■ **Dataset excerpts**

________________

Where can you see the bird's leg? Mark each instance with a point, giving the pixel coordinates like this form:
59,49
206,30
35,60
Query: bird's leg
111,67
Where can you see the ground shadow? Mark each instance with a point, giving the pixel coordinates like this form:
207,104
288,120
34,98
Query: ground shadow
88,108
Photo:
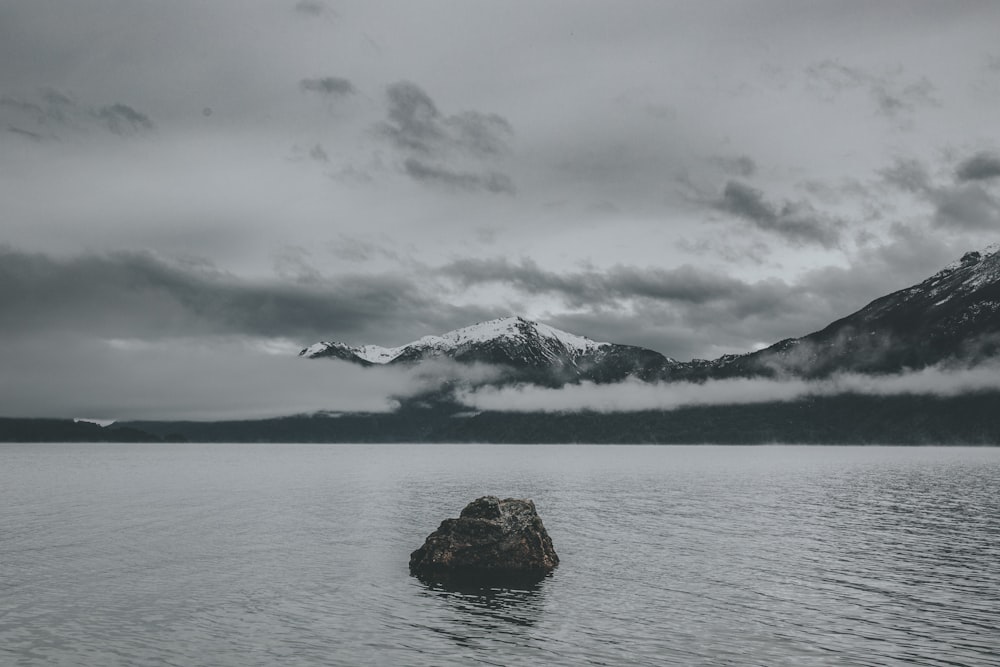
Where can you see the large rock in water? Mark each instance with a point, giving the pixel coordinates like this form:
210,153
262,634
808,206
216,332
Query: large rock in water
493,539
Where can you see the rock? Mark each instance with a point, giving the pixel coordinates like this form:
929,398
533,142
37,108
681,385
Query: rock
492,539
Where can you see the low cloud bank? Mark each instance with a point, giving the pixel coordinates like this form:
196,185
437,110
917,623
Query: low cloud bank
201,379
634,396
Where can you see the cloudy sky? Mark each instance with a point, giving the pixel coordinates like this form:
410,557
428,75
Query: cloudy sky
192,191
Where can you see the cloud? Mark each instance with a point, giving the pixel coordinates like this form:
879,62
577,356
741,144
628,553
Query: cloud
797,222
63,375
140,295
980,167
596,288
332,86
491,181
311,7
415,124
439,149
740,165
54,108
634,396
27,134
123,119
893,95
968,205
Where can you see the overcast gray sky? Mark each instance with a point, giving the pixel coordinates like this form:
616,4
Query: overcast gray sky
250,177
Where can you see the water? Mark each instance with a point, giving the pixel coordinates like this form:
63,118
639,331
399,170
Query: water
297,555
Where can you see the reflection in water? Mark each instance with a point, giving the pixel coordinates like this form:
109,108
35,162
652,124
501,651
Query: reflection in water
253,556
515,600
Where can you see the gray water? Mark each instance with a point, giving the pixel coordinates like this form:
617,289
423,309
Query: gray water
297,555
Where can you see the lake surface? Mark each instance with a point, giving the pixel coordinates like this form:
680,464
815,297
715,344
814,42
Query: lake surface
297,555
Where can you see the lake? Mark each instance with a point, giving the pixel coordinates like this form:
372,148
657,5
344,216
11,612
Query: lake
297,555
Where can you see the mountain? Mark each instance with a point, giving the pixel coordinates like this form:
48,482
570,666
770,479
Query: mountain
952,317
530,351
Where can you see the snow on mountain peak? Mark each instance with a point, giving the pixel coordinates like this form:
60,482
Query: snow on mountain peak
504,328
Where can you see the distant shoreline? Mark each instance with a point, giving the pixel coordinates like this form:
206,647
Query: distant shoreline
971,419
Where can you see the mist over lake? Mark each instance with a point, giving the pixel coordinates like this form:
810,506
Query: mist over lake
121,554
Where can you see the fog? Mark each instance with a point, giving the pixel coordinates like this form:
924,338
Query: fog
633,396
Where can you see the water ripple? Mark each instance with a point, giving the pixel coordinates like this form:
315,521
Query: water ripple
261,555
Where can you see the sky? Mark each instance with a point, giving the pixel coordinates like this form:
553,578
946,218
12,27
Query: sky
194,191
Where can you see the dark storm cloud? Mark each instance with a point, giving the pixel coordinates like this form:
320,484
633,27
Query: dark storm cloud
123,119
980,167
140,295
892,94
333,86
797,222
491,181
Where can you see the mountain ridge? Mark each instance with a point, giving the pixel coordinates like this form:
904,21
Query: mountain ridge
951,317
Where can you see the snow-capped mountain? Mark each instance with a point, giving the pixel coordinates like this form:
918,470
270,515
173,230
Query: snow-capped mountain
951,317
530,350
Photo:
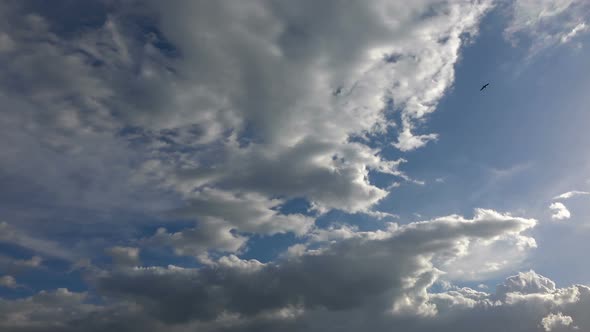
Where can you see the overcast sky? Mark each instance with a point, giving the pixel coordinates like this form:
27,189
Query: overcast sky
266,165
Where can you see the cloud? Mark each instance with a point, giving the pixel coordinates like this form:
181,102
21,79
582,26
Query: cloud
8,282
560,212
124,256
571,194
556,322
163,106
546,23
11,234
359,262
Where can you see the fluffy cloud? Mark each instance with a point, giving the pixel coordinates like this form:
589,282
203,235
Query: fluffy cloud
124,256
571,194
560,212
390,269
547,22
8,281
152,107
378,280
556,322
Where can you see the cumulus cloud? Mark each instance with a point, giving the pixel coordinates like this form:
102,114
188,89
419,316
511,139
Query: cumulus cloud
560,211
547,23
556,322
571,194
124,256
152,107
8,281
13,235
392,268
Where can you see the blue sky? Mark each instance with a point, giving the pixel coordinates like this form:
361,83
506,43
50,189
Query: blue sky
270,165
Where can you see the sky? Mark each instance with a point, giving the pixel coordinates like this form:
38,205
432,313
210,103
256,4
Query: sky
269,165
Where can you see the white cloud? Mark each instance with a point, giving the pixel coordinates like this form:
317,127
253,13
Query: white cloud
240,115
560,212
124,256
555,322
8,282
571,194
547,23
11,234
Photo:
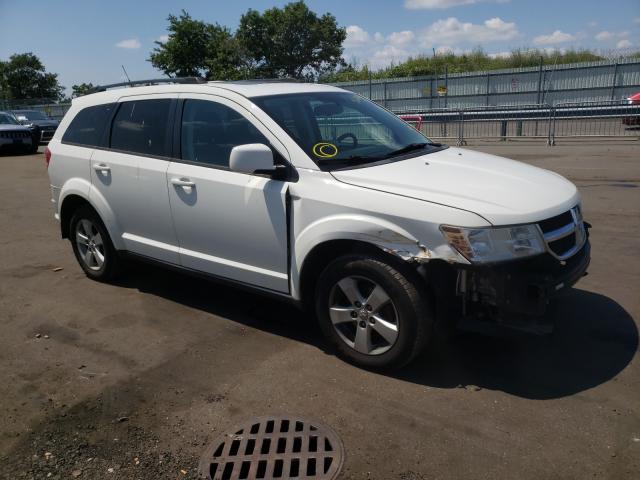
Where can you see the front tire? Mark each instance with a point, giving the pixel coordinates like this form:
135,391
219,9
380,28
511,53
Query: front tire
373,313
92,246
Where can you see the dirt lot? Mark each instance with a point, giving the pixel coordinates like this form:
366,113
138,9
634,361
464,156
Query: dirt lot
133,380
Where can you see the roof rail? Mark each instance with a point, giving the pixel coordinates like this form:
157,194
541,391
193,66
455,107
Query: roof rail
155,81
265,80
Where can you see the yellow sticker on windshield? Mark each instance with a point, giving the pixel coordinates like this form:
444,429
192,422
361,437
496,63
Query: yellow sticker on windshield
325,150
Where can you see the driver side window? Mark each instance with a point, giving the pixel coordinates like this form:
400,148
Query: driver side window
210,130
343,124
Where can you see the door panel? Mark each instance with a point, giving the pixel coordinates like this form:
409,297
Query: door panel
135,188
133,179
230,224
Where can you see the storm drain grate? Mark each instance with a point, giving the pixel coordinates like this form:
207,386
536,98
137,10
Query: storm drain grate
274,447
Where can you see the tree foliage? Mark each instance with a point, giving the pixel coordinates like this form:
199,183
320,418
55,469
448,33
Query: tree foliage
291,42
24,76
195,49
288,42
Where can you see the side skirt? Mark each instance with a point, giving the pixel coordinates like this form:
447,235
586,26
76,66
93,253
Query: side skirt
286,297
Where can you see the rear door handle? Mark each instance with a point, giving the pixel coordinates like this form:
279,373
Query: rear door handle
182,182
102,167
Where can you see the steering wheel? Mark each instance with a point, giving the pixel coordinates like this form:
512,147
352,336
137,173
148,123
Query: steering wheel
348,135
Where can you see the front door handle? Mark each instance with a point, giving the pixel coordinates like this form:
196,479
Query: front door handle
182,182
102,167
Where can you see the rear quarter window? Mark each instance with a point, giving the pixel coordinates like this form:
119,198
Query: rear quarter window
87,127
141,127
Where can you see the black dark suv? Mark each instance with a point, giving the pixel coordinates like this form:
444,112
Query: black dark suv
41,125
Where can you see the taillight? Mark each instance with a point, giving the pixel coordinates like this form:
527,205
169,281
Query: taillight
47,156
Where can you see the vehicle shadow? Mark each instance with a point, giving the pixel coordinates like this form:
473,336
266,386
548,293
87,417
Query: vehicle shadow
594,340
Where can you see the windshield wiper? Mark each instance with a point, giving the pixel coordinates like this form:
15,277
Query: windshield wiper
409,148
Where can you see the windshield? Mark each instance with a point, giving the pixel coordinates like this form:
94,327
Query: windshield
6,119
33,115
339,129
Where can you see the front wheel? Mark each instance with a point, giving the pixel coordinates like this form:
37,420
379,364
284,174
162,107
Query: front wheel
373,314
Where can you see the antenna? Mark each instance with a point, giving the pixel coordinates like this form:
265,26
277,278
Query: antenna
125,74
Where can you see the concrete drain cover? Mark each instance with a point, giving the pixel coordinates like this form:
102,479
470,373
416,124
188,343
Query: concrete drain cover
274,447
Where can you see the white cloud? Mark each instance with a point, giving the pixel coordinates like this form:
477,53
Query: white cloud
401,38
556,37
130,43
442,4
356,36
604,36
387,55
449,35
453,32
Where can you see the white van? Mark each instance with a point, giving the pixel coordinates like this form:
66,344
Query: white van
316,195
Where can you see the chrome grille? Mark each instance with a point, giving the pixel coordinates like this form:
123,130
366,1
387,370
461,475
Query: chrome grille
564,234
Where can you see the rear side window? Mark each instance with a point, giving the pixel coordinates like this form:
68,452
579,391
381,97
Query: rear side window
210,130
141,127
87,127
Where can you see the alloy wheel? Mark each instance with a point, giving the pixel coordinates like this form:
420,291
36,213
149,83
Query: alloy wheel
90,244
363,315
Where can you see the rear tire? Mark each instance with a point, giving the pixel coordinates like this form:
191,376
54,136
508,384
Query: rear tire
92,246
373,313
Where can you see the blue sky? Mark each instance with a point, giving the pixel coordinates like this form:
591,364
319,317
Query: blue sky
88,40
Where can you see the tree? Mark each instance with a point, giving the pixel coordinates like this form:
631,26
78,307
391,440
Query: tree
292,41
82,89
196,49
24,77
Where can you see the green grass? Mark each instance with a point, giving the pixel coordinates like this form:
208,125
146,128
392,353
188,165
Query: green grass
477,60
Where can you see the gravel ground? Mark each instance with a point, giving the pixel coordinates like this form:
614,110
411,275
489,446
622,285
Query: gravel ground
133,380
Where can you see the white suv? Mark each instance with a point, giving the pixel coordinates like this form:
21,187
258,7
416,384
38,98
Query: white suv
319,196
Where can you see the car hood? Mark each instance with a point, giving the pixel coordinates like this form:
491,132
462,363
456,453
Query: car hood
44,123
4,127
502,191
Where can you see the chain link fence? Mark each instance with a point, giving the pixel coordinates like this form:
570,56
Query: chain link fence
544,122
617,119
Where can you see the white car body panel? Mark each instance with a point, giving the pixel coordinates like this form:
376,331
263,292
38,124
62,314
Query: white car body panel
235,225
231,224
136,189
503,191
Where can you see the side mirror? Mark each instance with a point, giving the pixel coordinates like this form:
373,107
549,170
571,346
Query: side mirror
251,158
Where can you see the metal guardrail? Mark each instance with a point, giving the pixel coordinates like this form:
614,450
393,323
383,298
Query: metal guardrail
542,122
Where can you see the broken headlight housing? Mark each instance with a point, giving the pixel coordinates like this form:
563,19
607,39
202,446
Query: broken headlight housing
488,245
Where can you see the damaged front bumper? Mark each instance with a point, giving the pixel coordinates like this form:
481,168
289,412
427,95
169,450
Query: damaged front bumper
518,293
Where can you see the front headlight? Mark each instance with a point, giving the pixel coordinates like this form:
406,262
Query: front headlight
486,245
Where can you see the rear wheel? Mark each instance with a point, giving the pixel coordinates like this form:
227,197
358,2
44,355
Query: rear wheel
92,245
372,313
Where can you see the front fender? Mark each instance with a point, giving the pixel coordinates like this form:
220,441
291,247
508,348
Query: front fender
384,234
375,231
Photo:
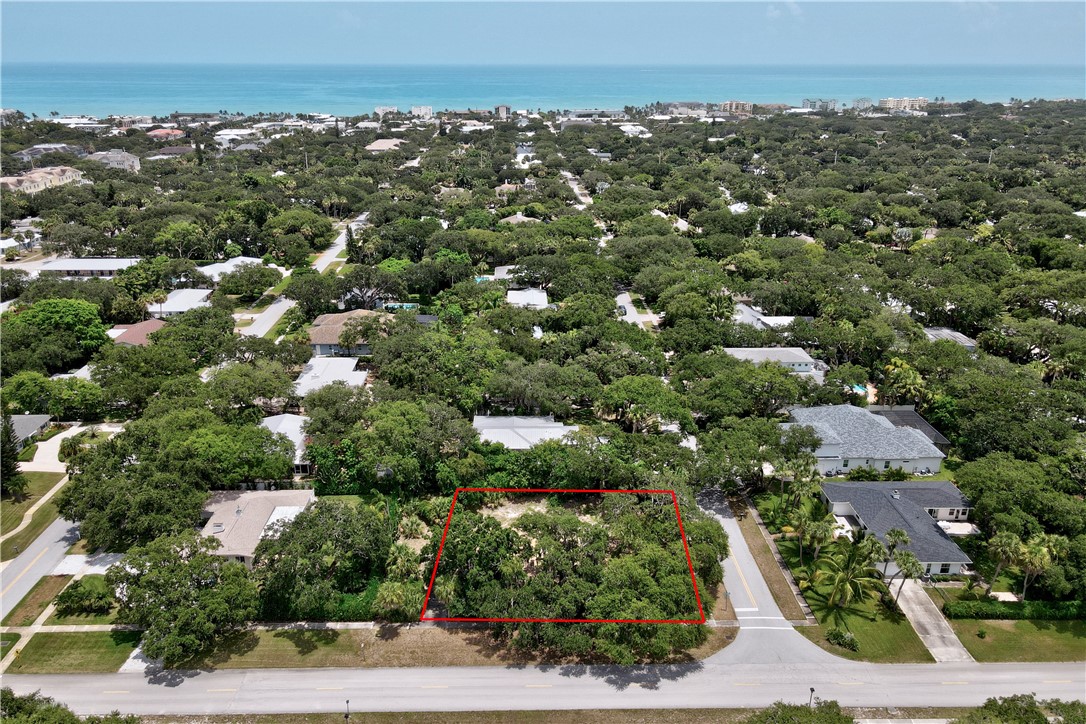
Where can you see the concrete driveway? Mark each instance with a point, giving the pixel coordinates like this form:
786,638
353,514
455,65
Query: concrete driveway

________________

Leave out every picture and write out exactly the lines running from the line containing "Where can you see the broken" to the end of the listing above.

Where can you see the broken headlight housing? Mark each instance with a point, giving the pixel coordinates like this form:
563,19
607,39
202,446
Query: broken headlight housing
488,245
Where can you see the damaged front bumper? Mark each instance with a point, giving the pixel coordinates like this form:
481,168
289,412
427,95
169,450
Query: damaged front bumper
518,293
Where can you see the front headlight? Mark each instance with a point, giving the pixel coordinates like this form:
406,262
Query: front headlight
486,245
Where can you see the rear wheel? Mark each instance with a point, giving the pixel coordinates like this form:
227,197
358,2
44,355
Query: rear wheel
92,245
372,313
Where can you see the front fender? Mark each instance with a point, giving the pixel coordinates like this form:
220,441
291,247
508,348
Query: front fender
384,234
375,231
Photo:
Where can you see the concrete driveway? Mark each instance with a point, giving the pixel coordinates like this form:
786,638
353,514
455,65
Query: concrete driveway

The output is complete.